** start Exercise input **

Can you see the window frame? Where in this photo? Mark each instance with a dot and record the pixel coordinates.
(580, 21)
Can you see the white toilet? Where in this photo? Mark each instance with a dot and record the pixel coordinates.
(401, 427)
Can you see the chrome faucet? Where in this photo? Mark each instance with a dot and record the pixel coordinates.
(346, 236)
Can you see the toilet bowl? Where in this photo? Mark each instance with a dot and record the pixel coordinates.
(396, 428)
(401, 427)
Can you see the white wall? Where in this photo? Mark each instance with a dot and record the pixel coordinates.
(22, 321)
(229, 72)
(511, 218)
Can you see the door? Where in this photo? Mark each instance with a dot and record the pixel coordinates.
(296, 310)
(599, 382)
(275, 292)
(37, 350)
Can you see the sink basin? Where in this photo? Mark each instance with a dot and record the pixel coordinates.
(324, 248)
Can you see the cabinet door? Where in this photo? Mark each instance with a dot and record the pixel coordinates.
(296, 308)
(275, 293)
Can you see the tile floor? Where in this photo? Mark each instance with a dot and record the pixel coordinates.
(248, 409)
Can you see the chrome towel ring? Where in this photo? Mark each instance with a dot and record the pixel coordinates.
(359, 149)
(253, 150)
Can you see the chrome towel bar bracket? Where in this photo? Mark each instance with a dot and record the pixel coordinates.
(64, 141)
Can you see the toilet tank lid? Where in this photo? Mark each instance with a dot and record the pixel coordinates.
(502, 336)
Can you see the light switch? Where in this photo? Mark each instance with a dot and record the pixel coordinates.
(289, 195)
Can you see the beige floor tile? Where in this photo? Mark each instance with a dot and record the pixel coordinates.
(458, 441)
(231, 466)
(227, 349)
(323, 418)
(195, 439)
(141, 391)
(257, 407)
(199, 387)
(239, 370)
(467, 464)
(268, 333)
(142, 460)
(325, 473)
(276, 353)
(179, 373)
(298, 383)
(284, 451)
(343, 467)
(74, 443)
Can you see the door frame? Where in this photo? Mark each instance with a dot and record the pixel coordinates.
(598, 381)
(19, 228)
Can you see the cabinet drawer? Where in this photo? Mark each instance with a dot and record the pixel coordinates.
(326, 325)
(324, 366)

** end Exercise input **

Pull every line from the records above and reproduce each one verbatim, keeping the original order.

Can you see the window frame? Where in this photo? Mark each instance with a dot and record the pixel coordinates.
(580, 21)
Can you see the white toilet? Where in this photo? Mark each instance with a dot and record the pixel coordinates.
(401, 427)
Can you see the chrome faucet? Where in this photo? Mark each instance with a dot and record the pixel coordinates.
(346, 236)
Can you see the toilet bowl? Where in this photo? Mark each instance with a dot and record the pixel coordinates.
(396, 428)
(401, 427)
Can you see the white wall? Where in this photo? Mark each instance with a dot and record the pixel coordinates.
(22, 321)
(229, 72)
(511, 218)
Can you see the door? Where in this photo? Mark each instance with a dot and record the pixel coordinates.
(296, 310)
(599, 382)
(275, 292)
(37, 350)
Can you see the sink basin? Where in this photo? Mark each instance with a dot and record the pixel coordinates.
(324, 248)
Can you see the cabinet door? Where in this photo? Mark each instance with a dot and record the pixel coordinates.
(296, 308)
(275, 293)
Can you see the tile floor? Where in this photo? Mark each instance with a dot and record the pixel coordinates.
(248, 409)
Can you see the chrome towel ring? Where in this photo? Mark each instance with a dot and record the pixel coordinates.
(359, 149)
(253, 150)
Can you see the chrome towel bar bracket? Where in this photo? Mark each instance with a dot and record the pixel coordinates.
(64, 141)
Can you see the toilet tank lid? Where in this photo? Mark each instance with a dot and record the pixel coordinates.
(502, 336)
Can you see the light switch? Where in this photo? Mark each instance with a dot and record the pixel coordinates.
(289, 195)
Can you see the beige floor tile? Where in this photo? Mark each instance with a dot and record the pixel coordinates.
(458, 441)
(231, 466)
(227, 349)
(323, 418)
(195, 439)
(141, 391)
(257, 407)
(199, 387)
(239, 370)
(467, 464)
(268, 333)
(142, 460)
(325, 473)
(276, 353)
(179, 373)
(298, 383)
(284, 451)
(343, 467)
(74, 443)
Can you see the door frame? Where in this photo? Mark each instance with a dot and record the pixel coordinates.
(598, 381)
(19, 228)
Can you see the cabinet drawer? Where in this photo? Mark each instance with a dot and record the pixel coordinates.
(326, 325)
(324, 366)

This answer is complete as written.